> Information given
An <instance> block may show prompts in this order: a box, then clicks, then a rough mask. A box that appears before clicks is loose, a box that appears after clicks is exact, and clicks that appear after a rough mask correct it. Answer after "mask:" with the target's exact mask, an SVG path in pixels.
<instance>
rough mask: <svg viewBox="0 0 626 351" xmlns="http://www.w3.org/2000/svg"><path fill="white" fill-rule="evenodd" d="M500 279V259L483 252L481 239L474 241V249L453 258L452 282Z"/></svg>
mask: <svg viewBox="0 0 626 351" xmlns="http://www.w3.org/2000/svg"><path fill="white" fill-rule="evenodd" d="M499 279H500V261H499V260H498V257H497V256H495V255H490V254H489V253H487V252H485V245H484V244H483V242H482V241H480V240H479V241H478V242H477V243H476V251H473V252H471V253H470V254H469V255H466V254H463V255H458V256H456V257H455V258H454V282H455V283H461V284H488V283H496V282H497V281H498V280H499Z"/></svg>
--
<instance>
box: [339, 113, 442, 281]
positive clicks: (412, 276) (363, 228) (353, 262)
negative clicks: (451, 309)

> Assigned task
Print exactly the lines of the listing above starting at the line containing "box: [339, 113, 442, 281]" and ending at the line containing "negative clicks: (451, 309)", both included.

> Response for this exercise
box: [339, 113, 442, 281]
positive clicks: (412, 276) (363, 228) (353, 262)
negative clicks: (451, 309)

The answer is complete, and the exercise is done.